Textauszug:
- - - - - - -
Dammbrüche im Eis: Der gigantische Canyon unter dem grönländische Eisschild entstand durch katastrophale Schmelzwasser-Fluten, wie nun eine Studie enthüllt. Demnach führten Klimawechsel am Beginn des Eiszeitalters zur Bildung großer Gletscherseen, deren Wassermassen nur durch Eisdämme zurückgehalten wurden. Der wiederholte Bruch dieser Dämme löste enorme Sturzfluten aus, die im Laufe der Zeit die Riesenschlucht einkerbten, wie die Forscher im Fachmagazin „Geology“ berichten.
Unter dem kilometerdicken Eispanzer Grönlands verbirgt sich eine gigantische Kerbe in der Erde – eine Schlucht, die die Insel einmal von Norden nach Süden durchzieht. Mit einer Länge von 750 Kilometern und einer Tiefe von teils mehreren Kilometern ist dieser erst im Jahr 2013 entdeckte Mega-Canyon einer der größten der Erde. Durch ihn und das von ihm ausgehende Netzwerk von Seitenschluchten strömen große Mengen Schmelzwasser nordwärts bis zur Mündung unter dem Petermann-Gletscher.
- - - - - - -
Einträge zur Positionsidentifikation
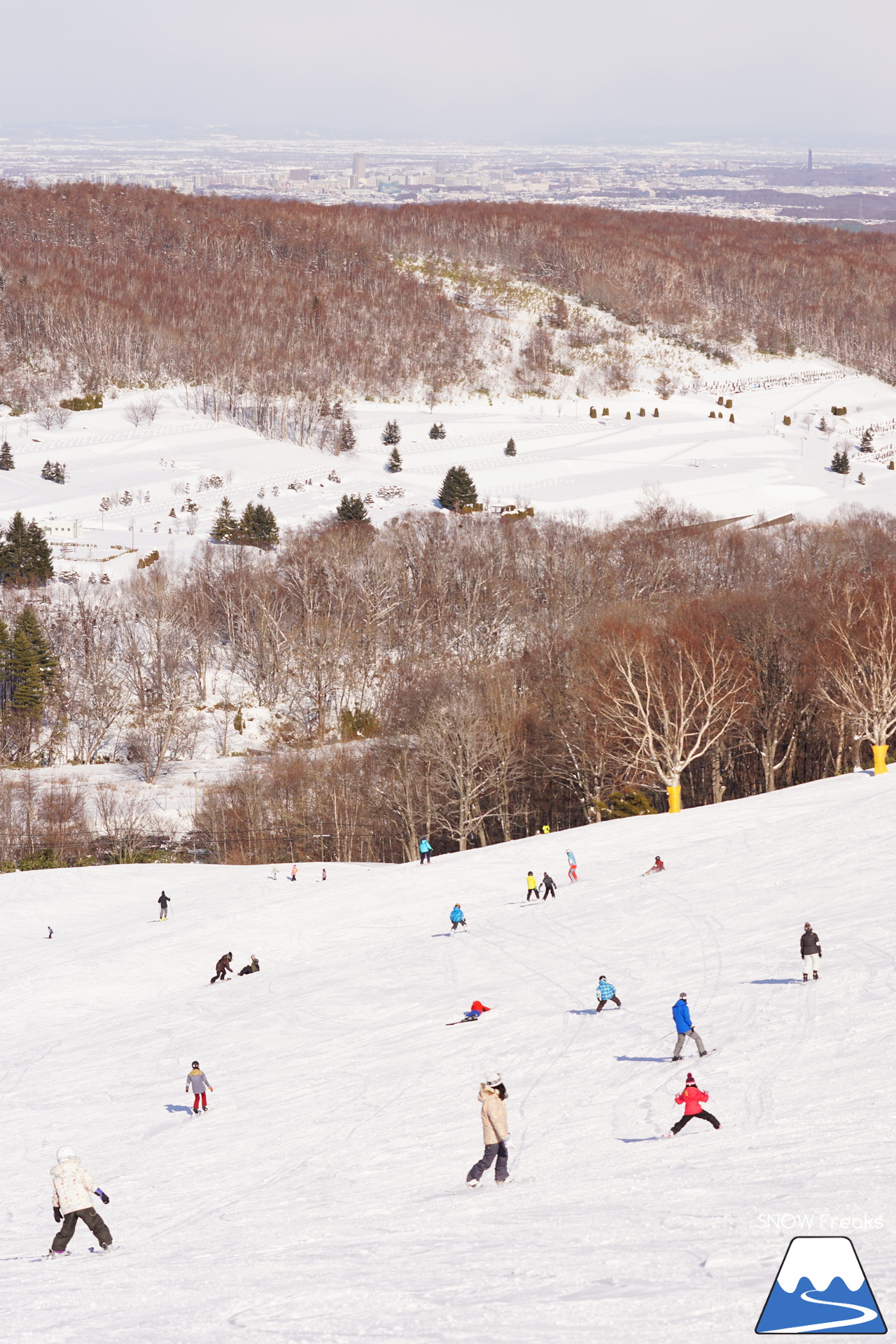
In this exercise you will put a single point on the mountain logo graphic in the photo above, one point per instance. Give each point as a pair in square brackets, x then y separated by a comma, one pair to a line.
[821, 1289]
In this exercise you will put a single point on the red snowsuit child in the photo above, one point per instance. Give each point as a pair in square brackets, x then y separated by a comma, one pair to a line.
[691, 1098]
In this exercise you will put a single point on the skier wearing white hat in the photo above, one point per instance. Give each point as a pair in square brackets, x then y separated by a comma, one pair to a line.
[495, 1130]
[73, 1191]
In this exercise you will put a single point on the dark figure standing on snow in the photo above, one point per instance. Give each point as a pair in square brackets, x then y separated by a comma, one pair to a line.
[73, 1191]
[197, 1079]
[809, 951]
[681, 1015]
[222, 967]
[457, 920]
[495, 1132]
[606, 993]
[691, 1098]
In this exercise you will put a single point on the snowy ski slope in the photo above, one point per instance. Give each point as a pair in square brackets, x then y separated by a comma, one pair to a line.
[323, 1196]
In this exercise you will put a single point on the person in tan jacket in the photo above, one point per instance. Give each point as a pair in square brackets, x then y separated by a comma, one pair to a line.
[495, 1132]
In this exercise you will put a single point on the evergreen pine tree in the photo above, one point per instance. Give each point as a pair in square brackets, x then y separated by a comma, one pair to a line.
[39, 554]
[258, 527]
[225, 526]
[457, 489]
[33, 631]
[351, 510]
[27, 683]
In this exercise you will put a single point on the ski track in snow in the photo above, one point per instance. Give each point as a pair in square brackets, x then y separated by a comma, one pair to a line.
[323, 1198]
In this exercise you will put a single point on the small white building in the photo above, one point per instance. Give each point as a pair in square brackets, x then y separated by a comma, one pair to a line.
[62, 530]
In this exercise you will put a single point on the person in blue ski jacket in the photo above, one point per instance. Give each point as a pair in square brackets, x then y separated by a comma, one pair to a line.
[606, 993]
[685, 1027]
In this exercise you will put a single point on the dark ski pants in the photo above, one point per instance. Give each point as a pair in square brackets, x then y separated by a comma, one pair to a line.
[701, 1114]
[492, 1151]
[680, 1042]
[90, 1218]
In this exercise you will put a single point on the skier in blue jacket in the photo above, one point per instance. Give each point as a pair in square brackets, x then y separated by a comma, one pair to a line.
[681, 1015]
[606, 993]
[457, 918]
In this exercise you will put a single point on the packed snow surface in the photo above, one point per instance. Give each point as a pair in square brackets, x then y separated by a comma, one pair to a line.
[566, 461]
[323, 1196]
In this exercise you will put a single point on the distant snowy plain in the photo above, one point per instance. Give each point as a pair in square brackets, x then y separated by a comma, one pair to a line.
[323, 1196]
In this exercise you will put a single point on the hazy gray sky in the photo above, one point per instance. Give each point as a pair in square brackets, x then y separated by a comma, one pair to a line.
[584, 71]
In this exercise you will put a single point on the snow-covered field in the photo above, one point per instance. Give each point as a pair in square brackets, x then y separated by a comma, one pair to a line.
[566, 460]
[323, 1196]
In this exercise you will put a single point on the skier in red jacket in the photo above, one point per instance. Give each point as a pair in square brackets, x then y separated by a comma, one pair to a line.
[691, 1098]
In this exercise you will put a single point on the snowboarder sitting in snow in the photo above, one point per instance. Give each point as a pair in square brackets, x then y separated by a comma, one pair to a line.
[681, 1015]
[457, 918]
[197, 1079]
[222, 967]
[809, 949]
[73, 1191]
[691, 1098]
[495, 1130]
[606, 993]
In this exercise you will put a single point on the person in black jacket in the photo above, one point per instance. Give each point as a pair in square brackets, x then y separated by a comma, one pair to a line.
[809, 951]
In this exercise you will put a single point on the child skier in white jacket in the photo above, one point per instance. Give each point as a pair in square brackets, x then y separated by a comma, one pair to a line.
[73, 1191]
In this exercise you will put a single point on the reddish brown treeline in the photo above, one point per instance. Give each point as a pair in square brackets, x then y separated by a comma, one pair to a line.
[131, 286]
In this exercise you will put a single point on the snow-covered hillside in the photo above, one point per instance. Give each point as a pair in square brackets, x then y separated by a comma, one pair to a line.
[323, 1198]
[755, 468]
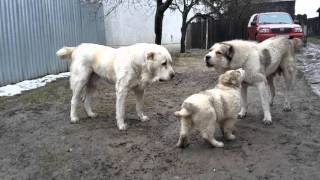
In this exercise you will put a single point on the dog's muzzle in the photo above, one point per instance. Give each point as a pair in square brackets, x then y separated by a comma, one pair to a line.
[207, 60]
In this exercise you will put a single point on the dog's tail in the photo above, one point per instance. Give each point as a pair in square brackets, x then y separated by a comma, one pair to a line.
[182, 113]
[185, 111]
[65, 52]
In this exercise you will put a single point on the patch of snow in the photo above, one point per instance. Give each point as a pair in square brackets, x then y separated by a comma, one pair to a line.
[14, 89]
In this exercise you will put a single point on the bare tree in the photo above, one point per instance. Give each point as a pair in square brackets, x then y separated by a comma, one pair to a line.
[161, 8]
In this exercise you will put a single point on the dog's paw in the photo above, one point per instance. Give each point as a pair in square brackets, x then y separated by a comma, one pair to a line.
[92, 115]
[123, 126]
[74, 120]
[183, 142]
[267, 121]
[230, 137]
[242, 115]
[286, 107]
[144, 118]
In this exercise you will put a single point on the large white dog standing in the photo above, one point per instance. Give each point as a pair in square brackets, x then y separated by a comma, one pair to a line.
[261, 61]
[130, 68]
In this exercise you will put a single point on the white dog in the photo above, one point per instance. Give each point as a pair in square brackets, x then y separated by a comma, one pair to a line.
[130, 68]
[211, 108]
[261, 61]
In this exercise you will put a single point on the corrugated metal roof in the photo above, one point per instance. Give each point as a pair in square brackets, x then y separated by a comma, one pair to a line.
[31, 31]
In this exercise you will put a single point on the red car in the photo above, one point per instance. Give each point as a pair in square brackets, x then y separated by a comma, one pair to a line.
[265, 25]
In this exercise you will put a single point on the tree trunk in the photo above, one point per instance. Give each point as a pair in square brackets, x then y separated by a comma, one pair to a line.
[183, 33]
[158, 26]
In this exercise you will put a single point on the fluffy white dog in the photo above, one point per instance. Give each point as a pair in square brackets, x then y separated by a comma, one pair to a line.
[129, 68]
[261, 61]
[208, 109]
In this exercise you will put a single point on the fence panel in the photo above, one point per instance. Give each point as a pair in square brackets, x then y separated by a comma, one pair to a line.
[31, 31]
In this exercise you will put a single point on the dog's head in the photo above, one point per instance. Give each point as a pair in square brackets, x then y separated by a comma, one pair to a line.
[159, 63]
[232, 78]
[220, 56]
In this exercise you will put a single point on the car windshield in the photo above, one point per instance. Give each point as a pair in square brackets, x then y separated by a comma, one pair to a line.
[275, 19]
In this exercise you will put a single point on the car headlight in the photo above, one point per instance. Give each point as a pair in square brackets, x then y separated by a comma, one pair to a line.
[264, 30]
[297, 29]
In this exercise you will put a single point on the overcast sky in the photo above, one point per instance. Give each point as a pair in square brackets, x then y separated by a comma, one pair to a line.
[308, 7]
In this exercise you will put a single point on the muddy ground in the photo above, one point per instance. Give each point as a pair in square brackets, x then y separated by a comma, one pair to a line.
[38, 142]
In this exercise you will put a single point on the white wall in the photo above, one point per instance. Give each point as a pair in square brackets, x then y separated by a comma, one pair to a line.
[128, 25]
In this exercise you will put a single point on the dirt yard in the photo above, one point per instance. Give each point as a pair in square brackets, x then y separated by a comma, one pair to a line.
[38, 142]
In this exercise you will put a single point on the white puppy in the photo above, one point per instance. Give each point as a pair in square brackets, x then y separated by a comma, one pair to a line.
[130, 68]
[211, 108]
[261, 61]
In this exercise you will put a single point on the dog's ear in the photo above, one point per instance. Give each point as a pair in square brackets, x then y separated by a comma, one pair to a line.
[150, 56]
[230, 79]
[229, 51]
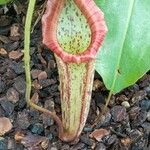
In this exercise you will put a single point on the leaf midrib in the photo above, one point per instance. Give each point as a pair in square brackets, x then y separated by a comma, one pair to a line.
[122, 45]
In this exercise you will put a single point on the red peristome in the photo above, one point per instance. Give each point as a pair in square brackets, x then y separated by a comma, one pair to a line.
[96, 22]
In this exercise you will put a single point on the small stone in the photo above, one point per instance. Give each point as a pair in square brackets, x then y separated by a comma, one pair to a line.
[135, 134]
[148, 116]
[35, 73]
[97, 84]
[145, 105]
[2, 86]
[118, 113]
[126, 141]
[23, 120]
[78, 146]
[146, 126]
[46, 82]
[15, 55]
[18, 67]
[12, 95]
[5, 125]
[3, 52]
[122, 98]
[42, 75]
[12, 46]
[3, 144]
[100, 146]
[7, 106]
[140, 119]
[134, 112]
[138, 96]
[105, 120]
[87, 129]
[53, 148]
[14, 30]
[98, 134]
[125, 104]
[37, 128]
[36, 85]
[20, 84]
[65, 147]
[35, 98]
[31, 141]
[11, 144]
[86, 140]
[111, 139]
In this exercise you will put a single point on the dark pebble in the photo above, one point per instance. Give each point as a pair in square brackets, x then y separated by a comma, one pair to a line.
[111, 139]
[118, 113]
[2, 86]
[18, 67]
[20, 84]
[50, 136]
[1, 112]
[105, 120]
[138, 96]
[65, 147]
[140, 119]
[78, 146]
[23, 120]
[100, 146]
[87, 129]
[11, 46]
[100, 99]
[135, 135]
[12, 95]
[37, 128]
[134, 112]
[146, 126]
[46, 82]
[86, 140]
[7, 106]
[145, 105]
[21, 104]
[3, 144]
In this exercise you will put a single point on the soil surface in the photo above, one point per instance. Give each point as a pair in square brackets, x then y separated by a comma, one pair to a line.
[125, 126]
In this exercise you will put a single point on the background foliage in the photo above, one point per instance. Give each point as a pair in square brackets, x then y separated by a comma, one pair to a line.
[125, 54]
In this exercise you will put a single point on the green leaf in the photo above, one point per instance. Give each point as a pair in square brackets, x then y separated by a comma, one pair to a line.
[2, 2]
[125, 54]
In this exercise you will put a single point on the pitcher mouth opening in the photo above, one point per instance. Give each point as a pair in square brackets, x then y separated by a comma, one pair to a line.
[95, 20]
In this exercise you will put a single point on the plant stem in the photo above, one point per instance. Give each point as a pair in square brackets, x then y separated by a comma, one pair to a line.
[27, 66]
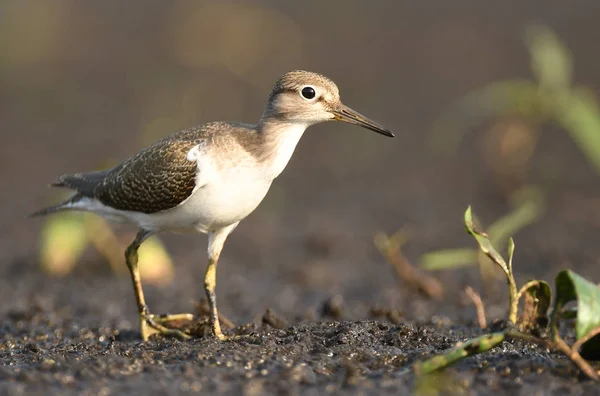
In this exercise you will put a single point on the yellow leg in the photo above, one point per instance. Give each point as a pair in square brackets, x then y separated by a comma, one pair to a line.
[210, 282]
[216, 240]
[149, 324]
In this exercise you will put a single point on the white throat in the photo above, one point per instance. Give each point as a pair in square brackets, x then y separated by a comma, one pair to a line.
[284, 143]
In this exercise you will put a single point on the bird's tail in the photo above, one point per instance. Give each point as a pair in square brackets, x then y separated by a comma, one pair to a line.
[69, 204]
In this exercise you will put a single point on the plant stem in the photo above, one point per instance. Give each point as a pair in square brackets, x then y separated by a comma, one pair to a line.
[513, 298]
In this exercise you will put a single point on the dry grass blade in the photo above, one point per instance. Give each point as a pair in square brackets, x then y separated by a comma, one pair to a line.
[479, 306]
[390, 248]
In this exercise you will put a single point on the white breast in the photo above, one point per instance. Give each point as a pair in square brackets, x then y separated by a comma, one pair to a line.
[284, 145]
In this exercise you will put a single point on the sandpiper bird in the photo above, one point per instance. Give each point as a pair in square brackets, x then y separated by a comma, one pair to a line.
[206, 179]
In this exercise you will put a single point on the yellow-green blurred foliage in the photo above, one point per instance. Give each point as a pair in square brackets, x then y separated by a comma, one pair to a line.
[510, 142]
[66, 236]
- - - - - - -
Aufgabenziel:
Schreiben Sie den Textauszug über den Canyon unter dem grönländischen Eisschild vollständig und zeichengetreu ab. Die Einträge entstammen einer anderen Quelle als der Textauszug.

Lösung:
Dammbrüche im Eis: Der gigantische Canyon unter dem grönländische Eisschild entstand durch katastrophale Schmelzwasser-Fluten, wie nun eine Studie enthüllt. Demnach führten Klimawechsel am Beginn des Eiszeitalters zur Bildung großer Gletscherseen, deren Wassermassen nur durch Eisdämme zurückgehalten wurden. Der wiederholte Bruch dieser Dämme löste enorme Sturzfluten aus, die im Laufe der Zeit die Riesenschlucht einkerbten, wie die Forscher im Fachmagazin „Geology“ berichten.
Unter dem kilometerdicken Eispanzer Grönlands verbirgt sich eine gigantische Kerbe in der Erde – eine Schlucht, die die Insel einmal von Norden nach Süden durchzieht. Mit einer Länge von 750 Kilometern und einer Tiefe von teils mehreren Kilometern ist dieser erst im Jahr 2013 entdeckte Mega-Canyon einer der größten der Erde. Durch ihn und das von ihm ausgehende Netzwerk von Seitenschluchten strömen große Mengen Schmelzwasser nordwärts bis zur Mündung unter dem Petermann-Gletscher.